→ Problem statement
Please print every row below unchanged, keeping the original order.

→ Dataset records
□ □ □

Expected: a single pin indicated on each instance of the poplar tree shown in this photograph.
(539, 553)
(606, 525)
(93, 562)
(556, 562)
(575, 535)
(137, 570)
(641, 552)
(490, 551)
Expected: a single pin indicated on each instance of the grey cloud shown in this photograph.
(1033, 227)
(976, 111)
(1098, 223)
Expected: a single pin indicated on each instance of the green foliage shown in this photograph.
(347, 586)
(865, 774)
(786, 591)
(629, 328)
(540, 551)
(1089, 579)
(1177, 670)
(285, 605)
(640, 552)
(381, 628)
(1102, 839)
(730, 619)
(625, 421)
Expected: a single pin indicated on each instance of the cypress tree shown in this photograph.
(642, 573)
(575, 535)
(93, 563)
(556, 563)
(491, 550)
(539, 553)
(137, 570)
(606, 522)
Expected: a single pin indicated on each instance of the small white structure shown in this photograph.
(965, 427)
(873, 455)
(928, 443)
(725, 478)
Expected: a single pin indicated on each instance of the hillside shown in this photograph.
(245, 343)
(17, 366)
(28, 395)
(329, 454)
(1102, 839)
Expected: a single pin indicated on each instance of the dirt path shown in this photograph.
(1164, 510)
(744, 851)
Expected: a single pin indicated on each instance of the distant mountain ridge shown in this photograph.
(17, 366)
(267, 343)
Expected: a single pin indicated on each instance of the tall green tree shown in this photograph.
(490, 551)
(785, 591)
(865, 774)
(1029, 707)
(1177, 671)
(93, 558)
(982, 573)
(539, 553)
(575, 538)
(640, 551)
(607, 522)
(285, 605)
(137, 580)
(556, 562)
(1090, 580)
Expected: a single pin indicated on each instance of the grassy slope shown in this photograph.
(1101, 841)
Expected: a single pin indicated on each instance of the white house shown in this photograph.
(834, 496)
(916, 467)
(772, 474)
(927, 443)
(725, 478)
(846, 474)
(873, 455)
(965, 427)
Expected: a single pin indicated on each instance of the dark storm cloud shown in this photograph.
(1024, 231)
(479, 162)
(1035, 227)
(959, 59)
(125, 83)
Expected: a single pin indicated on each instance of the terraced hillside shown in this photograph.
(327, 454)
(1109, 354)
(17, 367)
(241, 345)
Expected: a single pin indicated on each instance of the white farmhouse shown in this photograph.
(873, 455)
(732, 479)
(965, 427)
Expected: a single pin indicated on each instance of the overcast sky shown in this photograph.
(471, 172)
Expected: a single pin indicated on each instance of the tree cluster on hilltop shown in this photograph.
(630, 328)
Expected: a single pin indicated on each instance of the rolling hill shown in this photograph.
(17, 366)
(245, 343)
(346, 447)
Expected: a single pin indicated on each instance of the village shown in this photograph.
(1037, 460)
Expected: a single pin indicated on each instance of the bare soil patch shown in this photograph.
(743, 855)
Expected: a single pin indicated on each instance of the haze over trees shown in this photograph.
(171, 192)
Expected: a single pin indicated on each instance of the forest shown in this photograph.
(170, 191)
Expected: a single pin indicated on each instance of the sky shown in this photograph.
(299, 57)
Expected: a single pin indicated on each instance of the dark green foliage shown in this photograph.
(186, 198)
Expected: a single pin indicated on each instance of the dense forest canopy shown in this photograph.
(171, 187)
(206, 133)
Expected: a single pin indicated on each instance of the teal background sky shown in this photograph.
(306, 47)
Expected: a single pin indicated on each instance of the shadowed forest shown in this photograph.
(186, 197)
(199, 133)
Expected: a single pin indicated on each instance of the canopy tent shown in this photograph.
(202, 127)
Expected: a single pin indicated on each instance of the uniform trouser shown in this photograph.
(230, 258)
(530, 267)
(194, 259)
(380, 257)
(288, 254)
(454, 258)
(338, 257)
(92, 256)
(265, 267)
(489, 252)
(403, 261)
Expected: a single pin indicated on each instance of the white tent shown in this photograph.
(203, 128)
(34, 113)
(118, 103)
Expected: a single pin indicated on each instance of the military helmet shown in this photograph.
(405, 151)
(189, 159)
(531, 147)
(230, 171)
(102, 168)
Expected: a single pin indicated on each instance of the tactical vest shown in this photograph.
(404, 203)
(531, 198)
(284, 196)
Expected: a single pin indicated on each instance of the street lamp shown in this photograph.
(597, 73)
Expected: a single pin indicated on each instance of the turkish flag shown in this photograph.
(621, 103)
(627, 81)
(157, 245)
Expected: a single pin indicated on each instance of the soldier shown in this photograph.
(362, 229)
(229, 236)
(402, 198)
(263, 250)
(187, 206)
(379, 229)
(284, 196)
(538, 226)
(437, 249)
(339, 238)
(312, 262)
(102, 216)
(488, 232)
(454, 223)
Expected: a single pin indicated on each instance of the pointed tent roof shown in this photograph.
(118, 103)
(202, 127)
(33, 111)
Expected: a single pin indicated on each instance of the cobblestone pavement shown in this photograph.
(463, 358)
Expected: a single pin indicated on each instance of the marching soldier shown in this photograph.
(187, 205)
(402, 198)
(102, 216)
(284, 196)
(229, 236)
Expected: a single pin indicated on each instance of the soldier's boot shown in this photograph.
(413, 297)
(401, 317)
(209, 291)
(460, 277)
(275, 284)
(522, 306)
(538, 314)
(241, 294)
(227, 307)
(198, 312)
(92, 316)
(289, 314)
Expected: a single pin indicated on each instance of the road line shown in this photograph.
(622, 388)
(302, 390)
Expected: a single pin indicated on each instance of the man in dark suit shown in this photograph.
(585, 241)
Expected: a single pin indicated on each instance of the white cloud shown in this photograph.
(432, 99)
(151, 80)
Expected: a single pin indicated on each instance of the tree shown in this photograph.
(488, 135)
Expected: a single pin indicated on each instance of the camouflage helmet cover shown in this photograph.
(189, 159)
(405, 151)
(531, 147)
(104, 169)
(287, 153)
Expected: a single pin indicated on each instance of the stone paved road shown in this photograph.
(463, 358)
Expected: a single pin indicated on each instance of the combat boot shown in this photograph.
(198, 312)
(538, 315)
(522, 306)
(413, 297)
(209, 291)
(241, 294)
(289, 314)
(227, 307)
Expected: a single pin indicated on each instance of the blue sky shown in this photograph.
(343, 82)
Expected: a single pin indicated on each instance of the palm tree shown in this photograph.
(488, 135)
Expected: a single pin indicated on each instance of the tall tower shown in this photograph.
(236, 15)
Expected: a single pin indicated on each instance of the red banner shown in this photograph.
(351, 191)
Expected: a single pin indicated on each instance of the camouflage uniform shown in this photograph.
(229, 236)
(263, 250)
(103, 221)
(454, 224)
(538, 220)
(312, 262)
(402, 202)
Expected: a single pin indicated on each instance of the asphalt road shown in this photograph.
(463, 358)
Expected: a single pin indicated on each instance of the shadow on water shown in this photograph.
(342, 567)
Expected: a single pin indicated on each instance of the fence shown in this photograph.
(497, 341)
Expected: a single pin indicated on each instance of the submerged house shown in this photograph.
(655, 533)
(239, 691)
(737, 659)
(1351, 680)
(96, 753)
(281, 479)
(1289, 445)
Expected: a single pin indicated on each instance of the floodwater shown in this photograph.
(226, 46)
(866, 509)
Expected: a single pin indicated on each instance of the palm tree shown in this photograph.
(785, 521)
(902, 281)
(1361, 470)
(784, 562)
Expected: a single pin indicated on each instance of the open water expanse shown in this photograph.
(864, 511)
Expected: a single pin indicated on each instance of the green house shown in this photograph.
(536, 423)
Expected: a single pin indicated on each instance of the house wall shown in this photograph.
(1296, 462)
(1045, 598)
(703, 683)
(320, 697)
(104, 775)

□ □ □

→ Task solution
Expected: a single pin indicated on each instance of the poplar tree shown in this photograph.
(539, 553)
(606, 525)
(93, 562)
(556, 562)
(575, 535)
(137, 570)
(641, 552)
(490, 551)
Expected: a single pin indicated on each instance of the grey cloud shown in this photograph.
(1033, 227)
(976, 111)
(1098, 223)
Expected: a single pin indicated on each instance of the green foliage shown in this photograph.
(347, 586)
(865, 774)
(786, 591)
(629, 328)
(540, 551)
(1089, 579)
(1177, 670)
(285, 605)
(640, 552)
(381, 628)
(1102, 839)
(730, 619)
(625, 421)
Expected: a single pin indicated on each instance of the cypress tree shown in this photograph.
(642, 573)
(575, 535)
(93, 563)
(556, 563)
(491, 550)
(539, 553)
(137, 570)
(606, 522)
Expected: a single pin indicated on each instance of the small white structure shown in this photograph.
(965, 427)
(873, 455)
(928, 443)
(725, 478)
Expected: a single pin indicated on each instance of the hillside shown in this photograph.
(245, 343)
(17, 366)
(28, 395)
(329, 454)
(1102, 839)
Expected: a single pin indicated on each instance of the dirt path shown in this photograph.
(1164, 510)
(744, 851)
Expected: a single pin indicated on each instance of the distant mountain ridge shown in this photograph.
(17, 366)
(267, 343)
Expected: a single pin indicated on each instance of the tall green tree shown in this photograph.
(490, 551)
(785, 591)
(865, 774)
(1029, 707)
(1177, 671)
(93, 558)
(982, 573)
(539, 553)
(575, 538)
(640, 551)
(607, 522)
(285, 605)
(137, 580)
(556, 562)
(1090, 580)
Expected: a single pin indicated on each instance of the grassy slope shown in this photograph.
(1101, 841)
Expected: a single pin indicated on each instance of the white house shown in this photograph.
(834, 496)
(916, 467)
(772, 474)
(927, 443)
(725, 478)
(846, 474)
(873, 455)
(965, 427)
Expected: a single pin indicated on each instance of the dark storm cloud shown in this photograph.
(1024, 231)
(479, 162)
(1035, 227)
(959, 59)
(125, 83)
Expected: a single pin indicated on each instance of the terraced hillside shown in this photograph.
(327, 454)
(1109, 354)
(17, 367)
(241, 345)
Expected: a single pin indicated on each instance of the white farmhouse shown in this photograph.
(873, 455)
(732, 479)
(965, 427)
Expected: a single pin indicated on each instance of the overcast sky shown in this photograph.
(471, 172)
Expected: a single pin indicated on each instance of the tree cluster on hilltop shown in this photograph.
(630, 328)
Expected: a single pin indicated on each instance of the rolling hill shown in this photograph.
(17, 366)
(245, 343)
(346, 447)
Expected: a single pin indicated on each instance of the village shown in this photograph.
(1037, 460)
Expected: a single pin indicated on each instance of the bare soil patch shown in this photograph.
(743, 855)
Expected: a single pin indicated on each instance of the haze over trees shown in this photograph.
(171, 192)
Expected: a single pin indicated on each instance of the forest shown in this photograph.
(170, 191)
Expected: a single pin indicated on each instance of the sky shown in this photograph.
(299, 57)
Expected: a single pin indicated on each instance of the dark green foliage shown in this photograph.
(186, 198)
Expected: a single pin indicated on each instance of the dense forest canopy shown in this photograph.
(171, 187)
(206, 133)
Expected: a single pin indicated on each instance of the teal background sky shown in this photograph.
(306, 47)
Expected: a single pin indicated on each instance of the shadowed forest shown in this photograph.
(186, 197)
(199, 133)
Expected: a single pin indicated on each instance of the canopy tent shown in this photograph.
(202, 127)
Expected: a single pin indicated on each instance of the uniform trouser shown in this photograph.
(230, 258)
(530, 267)
(194, 259)
(380, 257)
(288, 254)
(454, 258)
(338, 257)
(92, 256)
(265, 267)
(489, 252)
(403, 261)
Expected: a single pin indicated on each instance of the white tent shown in this photograph.
(203, 128)
(34, 113)
(118, 103)
Expected: a single pin indicated on each instance of the military helmet shown in this photograph.
(405, 151)
(189, 159)
(531, 147)
(230, 171)
(102, 168)
Expected: a single pin indicated on each instance of the tactical vest shown in this photograph.
(404, 203)
(531, 198)
(284, 196)
Expected: a single pin indicated on each instance of the street lamp shown in this photograph.
(597, 73)
Expected: a single pin indicated on each instance of the turkish flag shown in this photograph.
(621, 103)
(627, 81)
(157, 245)
Expected: a single pin indicated on each instance of the soldier shown in this photograph.
(362, 229)
(229, 236)
(402, 198)
(263, 250)
(187, 206)
(379, 229)
(284, 196)
(538, 226)
(437, 249)
(339, 238)
(312, 262)
(102, 216)
(488, 232)
(454, 223)
Expected: a single pin indicated on each instance of the pointed tent roof shown in this photograph.
(118, 103)
(202, 127)
(33, 111)
Expected: a single pin indicated on each instance of the cobblestone pavement shown in this photograph.
(463, 358)
Expected: a single pin indicated on each instance of the marching soldier shown in this photograph.
(187, 205)
(402, 198)
(102, 216)
(284, 196)
(229, 236)
Expected: a single pin indicated on each instance of the soldier's boot shown in this photograph.
(413, 297)
(401, 317)
(209, 291)
(460, 277)
(275, 284)
(522, 306)
(538, 314)
(241, 294)
(227, 307)
(198, 312)
(92, 316)
(289, 314)
Expected: a single pin indicated on each instance of the road line shown in this photograph.
(622, 388)
(302, 390)
Expected: a single pin indicated on each instance of the man in dark suit shown in this photograph.
(585, 241)
Expected: a single pin indicated on each instance of the white cloud shown in this photograph.
(432, 99)
(151, 80)
Expected: a single pin indicated on each instance of the tree shown in this photograph.
(488, 135)
Expected: a single pin indicated on each instance of the camouflage helmet cover shown in this photograph.
(189, 159)
(405, 151)
(531, 147)
(104, 169)
(287, 153)
Expected: a single pin indicated on each instance of the stone paved road shown in this photograph.
(463, 358)
Expected: a single pin indicated on each instance of the combat boot shown in this photograph.
(198, 312)
(538, 315)
(522, 306)
(413, 297)
(209, 291)
(241, 294)
(289, 314)
(227, 307)
Expected: a single pin indicated on each instance of the blue sky shown in this photograph.
(343, 82)
Expected: a single pin indicated on each instance of the palm tree shown in this photograph.
(488, 135)
Expected: a single pin indicated on each instance of the tall tower shown in this photograph.
(236, 15)
Expected: a single pin indicated on each instance of the red banner shown in this photograph.
(351, 191)
Expected: a single pin indicated on each instance of the camouflage uniform shown in this photograph.
(229, 236)
(263, 250)
(103, 221)
(454, 224)
(538, 220)
(312, 262)
(402, 202)
Expected: a single pin indicated on each instance of the asphalt road shown in this photograph.
(463, 358)
Expected: a single pin indicated on each instance of the shadow on water shown in this photograph.
(342, 567)
Expected: a single pin indicated on each instance of the fence shown in this photograph.
(497, 341)
Expected: a single pin indicated on each instance of the submerged house shown in this photograph.
(655, 533)
(239, 691)
(737, 659)
(1351, 680)
(96, 753)
(281, 479)
(1289, 445)
Expected: a single pin indicated on each instance of the floodwater shown in this photograph.
(226, 46)
(866, 509)
Expected: a single pin indicated on each instance of the palm tree shown in this photograph.
(785, 521)
(902, 281)
(1361, 470)
(784, 562)
Expected: a single pin indicated on each instance of the open water expanse shown in this photograph.
(864, 511)
Expected: a single pin indicated on each instance of the green house shown in this photograph.
(536, 423)
Expected: a single pin indicated on each instance of the house wall shown in this photograph.
(1296, 462)
(1045, 598)
(703, 683)
(320, 697)
(104, 775)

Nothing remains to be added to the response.